**Assignment:** Each line below from the one containing "Find the wooden tv" through the one containing "Find the picture" should be output exactly as it stands, and no other line should appear.

**Material shown:**
^^^^^^^^
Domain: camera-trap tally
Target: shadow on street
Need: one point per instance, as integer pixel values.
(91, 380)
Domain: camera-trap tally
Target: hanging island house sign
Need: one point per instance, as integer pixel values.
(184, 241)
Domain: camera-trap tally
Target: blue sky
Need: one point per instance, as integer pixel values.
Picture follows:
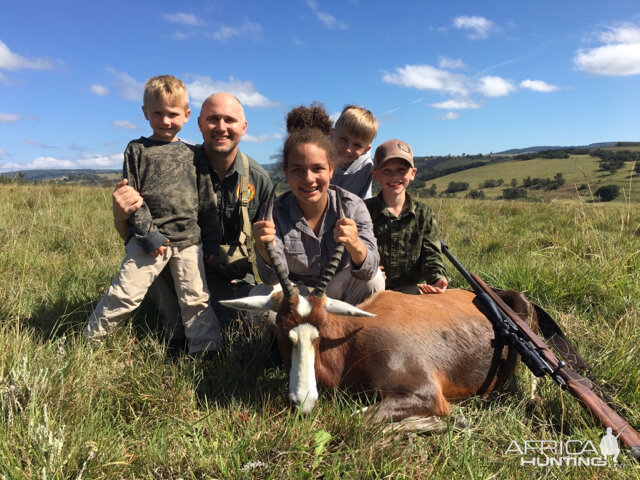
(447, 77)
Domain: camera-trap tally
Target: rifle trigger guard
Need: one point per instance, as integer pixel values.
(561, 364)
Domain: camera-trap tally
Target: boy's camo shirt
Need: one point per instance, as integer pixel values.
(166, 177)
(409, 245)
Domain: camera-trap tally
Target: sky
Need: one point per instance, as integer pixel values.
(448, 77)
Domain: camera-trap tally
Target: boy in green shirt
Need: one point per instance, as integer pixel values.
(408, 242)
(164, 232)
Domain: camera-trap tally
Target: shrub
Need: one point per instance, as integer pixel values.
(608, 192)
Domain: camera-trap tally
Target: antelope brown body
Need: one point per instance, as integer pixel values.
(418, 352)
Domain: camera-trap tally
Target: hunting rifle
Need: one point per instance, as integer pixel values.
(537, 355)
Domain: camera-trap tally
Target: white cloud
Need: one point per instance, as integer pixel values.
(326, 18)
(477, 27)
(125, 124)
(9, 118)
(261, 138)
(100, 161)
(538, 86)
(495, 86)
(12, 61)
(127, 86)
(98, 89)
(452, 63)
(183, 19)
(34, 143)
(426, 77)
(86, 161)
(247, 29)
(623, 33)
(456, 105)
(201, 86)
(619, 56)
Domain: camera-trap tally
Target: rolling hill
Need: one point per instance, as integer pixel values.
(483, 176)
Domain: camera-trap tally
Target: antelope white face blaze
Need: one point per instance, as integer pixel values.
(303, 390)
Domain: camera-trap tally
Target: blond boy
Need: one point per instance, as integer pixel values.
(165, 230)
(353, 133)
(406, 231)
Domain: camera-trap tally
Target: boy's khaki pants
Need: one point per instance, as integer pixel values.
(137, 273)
^^^^^^^^
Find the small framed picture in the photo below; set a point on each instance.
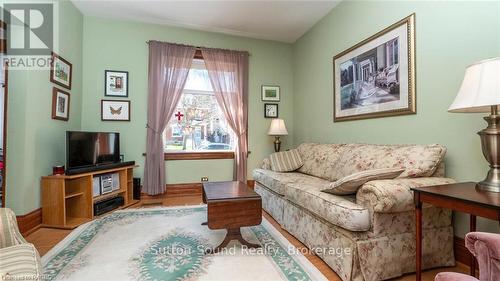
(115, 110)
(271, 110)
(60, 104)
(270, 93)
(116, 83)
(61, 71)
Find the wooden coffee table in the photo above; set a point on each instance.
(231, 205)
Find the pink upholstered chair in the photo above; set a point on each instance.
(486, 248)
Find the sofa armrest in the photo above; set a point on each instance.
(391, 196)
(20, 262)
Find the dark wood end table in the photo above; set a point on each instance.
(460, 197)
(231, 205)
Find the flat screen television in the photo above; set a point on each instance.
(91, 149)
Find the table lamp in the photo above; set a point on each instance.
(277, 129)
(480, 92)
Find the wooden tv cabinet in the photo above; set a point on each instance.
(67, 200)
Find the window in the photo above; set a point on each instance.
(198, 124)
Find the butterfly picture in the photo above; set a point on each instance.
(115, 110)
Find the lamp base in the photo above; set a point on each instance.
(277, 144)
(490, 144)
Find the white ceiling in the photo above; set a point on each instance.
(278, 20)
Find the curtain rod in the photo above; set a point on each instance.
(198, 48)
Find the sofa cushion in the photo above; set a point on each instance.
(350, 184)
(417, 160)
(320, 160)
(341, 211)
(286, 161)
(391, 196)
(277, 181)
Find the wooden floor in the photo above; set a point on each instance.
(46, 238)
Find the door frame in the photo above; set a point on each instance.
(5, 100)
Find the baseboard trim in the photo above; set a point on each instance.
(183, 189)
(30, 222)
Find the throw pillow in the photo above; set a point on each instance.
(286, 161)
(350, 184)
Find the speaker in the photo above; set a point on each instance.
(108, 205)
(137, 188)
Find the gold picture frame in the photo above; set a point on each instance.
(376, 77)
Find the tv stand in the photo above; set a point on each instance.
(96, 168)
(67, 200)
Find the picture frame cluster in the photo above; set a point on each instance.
^^^^^^^^
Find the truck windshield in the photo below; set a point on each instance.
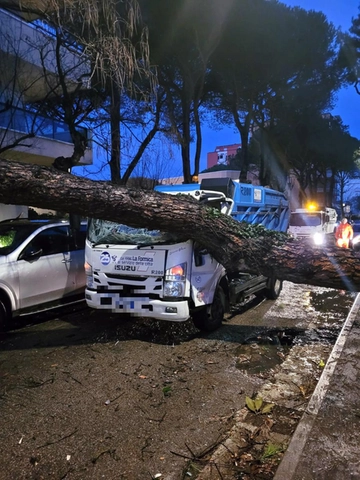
^^^^^^^^
**Solution to this problem:**
Find the wooden tv cabinet in the photo above; set a point on each instance.
(67, 200)
Find the window in the photo above; set a point on each instance.
(198, 124)
Find the butterfly picture in the photo above; set a point on each instance.
(115, 110)
Find the lamp base in the photo above; set a point on each instance.
(277, 144)
(490, 144)
Find the white ceiling in the photo above; set a point on each instance.
(278, 20)
Find the curtain rod in the photo above; set a point on each instance.
(198, 48)
Find the sofa cushion in the photo above; set a point on each instance.
(350, 184)
(417, 160)
(320, 160)
(341, 211)
(286, 161)
(391, 196)
(277, 181)
Find the wooden floor in the photo above; set a point on each instance.
(46, 238)
Find the door frame in the photo above; set a point on each instance.
(5, 100)
Find the baseboard trim in the photo above; set a point on each instance.
(183, 189)
(30, 222)
Find the throw pillow in the photo above; set a point on each instance.
(286, 161)
(350, 184)
Find the speaker in the photo above; set a point on each instance.
(108, 205)
(137, 188)
Find the gold picture frame in the photo above; set a point on each instance.
(376, 77)
Find the tv stand in the photo above; set a point on each instance.
(96, 168)
(67, 200)
Find the picture frame cluster in the photo above; set a point on each instance.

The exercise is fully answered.